+++ Records for this task +++

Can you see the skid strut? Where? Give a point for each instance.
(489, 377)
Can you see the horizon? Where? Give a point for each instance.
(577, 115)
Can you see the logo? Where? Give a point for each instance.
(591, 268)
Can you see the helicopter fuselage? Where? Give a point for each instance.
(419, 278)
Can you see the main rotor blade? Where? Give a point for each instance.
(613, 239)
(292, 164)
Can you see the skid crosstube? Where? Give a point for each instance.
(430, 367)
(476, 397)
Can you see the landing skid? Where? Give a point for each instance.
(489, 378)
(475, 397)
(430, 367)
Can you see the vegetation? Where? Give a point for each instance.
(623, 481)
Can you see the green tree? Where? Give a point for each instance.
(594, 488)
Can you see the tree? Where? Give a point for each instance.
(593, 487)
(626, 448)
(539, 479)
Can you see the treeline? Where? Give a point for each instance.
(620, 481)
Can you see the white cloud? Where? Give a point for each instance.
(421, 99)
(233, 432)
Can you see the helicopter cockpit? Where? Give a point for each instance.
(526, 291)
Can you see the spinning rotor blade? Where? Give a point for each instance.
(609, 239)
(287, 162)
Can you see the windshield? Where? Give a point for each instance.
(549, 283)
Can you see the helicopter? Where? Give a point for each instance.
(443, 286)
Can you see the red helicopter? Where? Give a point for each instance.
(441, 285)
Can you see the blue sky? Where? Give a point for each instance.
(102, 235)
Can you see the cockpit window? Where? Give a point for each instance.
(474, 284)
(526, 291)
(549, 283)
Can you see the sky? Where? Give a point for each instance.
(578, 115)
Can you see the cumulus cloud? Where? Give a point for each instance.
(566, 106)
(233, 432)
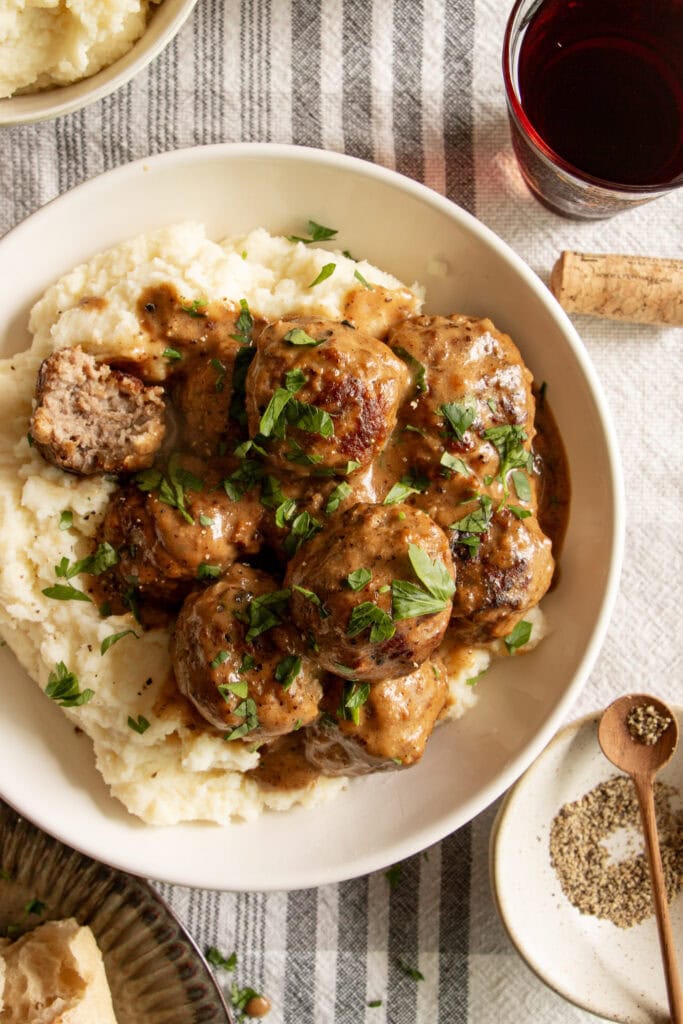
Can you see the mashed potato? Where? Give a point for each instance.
(53, 42)
(172, 771)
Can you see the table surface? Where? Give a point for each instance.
(414, 85)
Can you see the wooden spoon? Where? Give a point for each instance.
(642, 761)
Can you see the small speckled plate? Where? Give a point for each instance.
(612, 972)
(156, 973)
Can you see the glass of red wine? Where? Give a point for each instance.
(595, 100)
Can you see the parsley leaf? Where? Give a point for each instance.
(358, 579)
(138, 724)
(63, 688)
(317, 232)
(326, 272)
(519, 636)
(352, 698)
(459, 416)
(114, 638)
(299, 337)
(287, 670)
(369, 615)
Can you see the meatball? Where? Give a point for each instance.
(373, 590)
(473, 406)
(323, 395)
(226, 663)
(505, 566)
(91, 419)
(377, 726)
(174, 527)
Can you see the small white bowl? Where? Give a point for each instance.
(165, 22)
(612, 972)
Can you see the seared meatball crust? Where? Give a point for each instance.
(91, 419)
(393, 723)
(476, 373)
(238, 681)
(163, 550)
(500, 579)
(377, 539)
(353, 383)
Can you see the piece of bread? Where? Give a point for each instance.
(54, 975)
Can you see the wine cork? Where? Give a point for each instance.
(639, 289)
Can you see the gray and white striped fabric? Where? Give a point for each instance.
(414, 85)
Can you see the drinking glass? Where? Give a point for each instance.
(595, 100)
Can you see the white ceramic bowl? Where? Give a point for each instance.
(165, 22)
(612, 972)
(416, 235)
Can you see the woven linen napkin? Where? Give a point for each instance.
(414, 85)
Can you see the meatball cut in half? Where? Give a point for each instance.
(175, 525)
(373, 591)
(322, 395)
(473, 404)
(378, 726)
(91, 419)
(505, 566)
(226, 663)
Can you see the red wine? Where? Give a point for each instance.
(601, 82)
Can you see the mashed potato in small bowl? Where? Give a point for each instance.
(56, 57)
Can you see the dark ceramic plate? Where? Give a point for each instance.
(156, 973)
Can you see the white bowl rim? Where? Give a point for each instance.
(88, 90)
(507, 807)
(446, 823)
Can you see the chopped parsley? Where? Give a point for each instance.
(352, 698)
(417, 369)
(340, 494)
(247, 711)
(358, 579)
(237, 689)
(206, 571)
(459, 417)
(434, 594)
(171, 485)
(220, 658)
(63, 688)
(369, 615)
(264, 612)
(317, 232)
(138, 724)
(326, 272)
(287, 670)
(507, 440)
(114, 638)
(519, 636)
(366, 284)
(298, 337)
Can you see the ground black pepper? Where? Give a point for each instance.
(592, 879)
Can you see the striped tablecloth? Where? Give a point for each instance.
(414, 85)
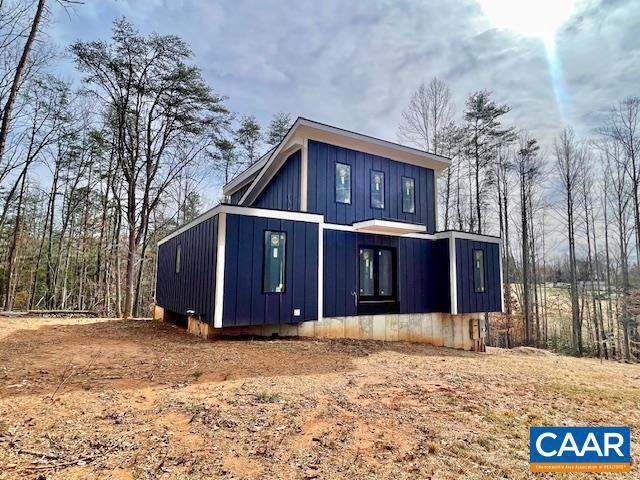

+++

Exercise goal:
Restate the records above in full and word for word, but do not carry over any pictures.

Solved problem:
Can you see the skid strut? Where? Give a point for each instance.
(489, 377)
Can you see the horizon? Where? Give a point for each instance.
(577, 115)
Can you see the logo? Where? Give a point for each instance.
(591, 268)
Can you see the helicopter fuselage? Where? Give a point for each instance.
(419, 278)
Can you see the main rotor blade? Where? Give a point for each instance.
(613, 239)
(292, 164)
Can you see the skid crosstube? Where? Give a point for each instance.
(430, 367)
(476, 397)
Can you see the landing skid? Where? Give a point for each instance.
(489, 378)
(475, 397)
(430, 367)
Can you see the vegetation? Where? Give a point for each instance.
(623, 481)
Can you see the green tree? Where? Give a point for each instance.
(594, 488)
Can you see the tree? Where? Give a point for each instance.
(593, 487)
(626, 448)
(539, 479)
Can you see the treeline? Where? Give a point for each instance.
(620, 481)
Can you see the white cloud? Where? Give a point for each instance.
(421, 99)
(233, 432)
Can you see the helicopter cockpit? Where? Give a point for each instance.
(526, 291)
Can you see the spinning rotor blade? Where? Give a point for each instance.
(609, 239)
(287, 162)
Can you see the windshield? Where? Give a point for each instance.
(549, 283)
Can you see the helicopter? Where? Give a point for each instance.
(443, 286)
Can you see the red helicopter? Where? Give a point for each instance.
(441, 285)
Can you see the blue sky? Where? Give a point for each instance.
(102, 235)
Can you see the cockpit window? Where? Give a point for each instance.
(474, 284)
(526, 291)
(549, 283)
Can you see the sky? Where? Give a point for each instance.
(578, 115)
Can you see the cumulus cloud? Where? Give a point for each instance.
(566, 106)
(233, 432)
Can you see the mashed potato? Where? Give a point for each instance.
(53, 42)
(172, 771)
Can you see the table surface? Where? Give a point for each instance.
(414, 85)
Can you see the wooden spoon? Where? Give a point for each instance.
(642, 761)
Can you see the small speckled plate? Where? Give a point for each instance.
(612, 972)
(156, 973)
Can you see the glass of red wine? Where? Give a point for each instance.
(595, 100)
Can you see the parsley leaf? Where? Give a point for each instance.
(358, 579)
(138, 724)
(63, 688)
(317, 232)
(326, 272)
(519, 636)
(352, 698)
(459, 416)
(114, 638)
(299, 337)
(287, 670)
(369, 615)
Can you see the meatball? Where? Give a point for each instance.
(373, 590)
(473, 406)
(323, 395)
(226, 663)
(505, 566)
(91, 419)
(377, 726)
(174, 527)
Can you see the small white bowl? Where? Give a point for each instance.
(165, 22)
(612, 972)
Can you see the seared meatball crust? Where? Give a point for each instance.
(91, 419)
(393, 723)
(476, 373)
(238, 681)
(163, 550)
(500, 579)
(377, 539)
(353, 383)
Can you see the piece of bread? Where? Give a point for each instance.
(54, 975)
Can you see the wine cork? Where? Give a point for each instance.
(639, 289)
Can you see the gray and white striped fabric? Where? Give a point for each instance.
(414, 85)
Can you see the drinking glass? Where? Give a point for each instance.
(595, 100)
Can you see the white ceramic bowl? Where? Give a point for each instance.
(165, 22)
(612, 972)
(416, 235)
Can you see the woven linen napkin? Where? Give a point for each instance.
(414, 85)
Can you see the meatball cut in half? Where? Give a point for each instance.
(175, 525)
(373, 591)
(322, 395)
(473, 404)
(378, 726)
(91, 419)
(505, 566)
(226, 663)
Can you see the red wine? Where? Give a point for each instance.
(601, 82)
Can you see the mashed potato in small bowl? Where? Give a point for each instance.
(56, 57)
Can you see the dark ceramic plate? Where? Give a point for each instance.
(156, 973)
Can you see the white bowl rim? Where? Give a point for each instance.
(88, 90)
(507, 807)
(446, 823)
Can you see the chopped parsley? Where? Give a point for each instance.
(352, 698)
(417, 369)
(340, 494)
(247, 711)
(358, 579)
(237, 689)
(206, 571)
(459, 417)
(434, 594)
(171, 485)
(220, 658)
(63, 688)
(369, 615)
(264, 612)
(317, 232)
(138, 724)
(326, 272)
(287, 670)
(507, 440)
(114, 638)
(519, 636)
(366, 284)
(298, 337)
Can you see the ground black pepper? Where? Give a point for each instance.
(592, 879)
Can you see the striped tablecloth? Where? Give a point for each instance.
(414, 85)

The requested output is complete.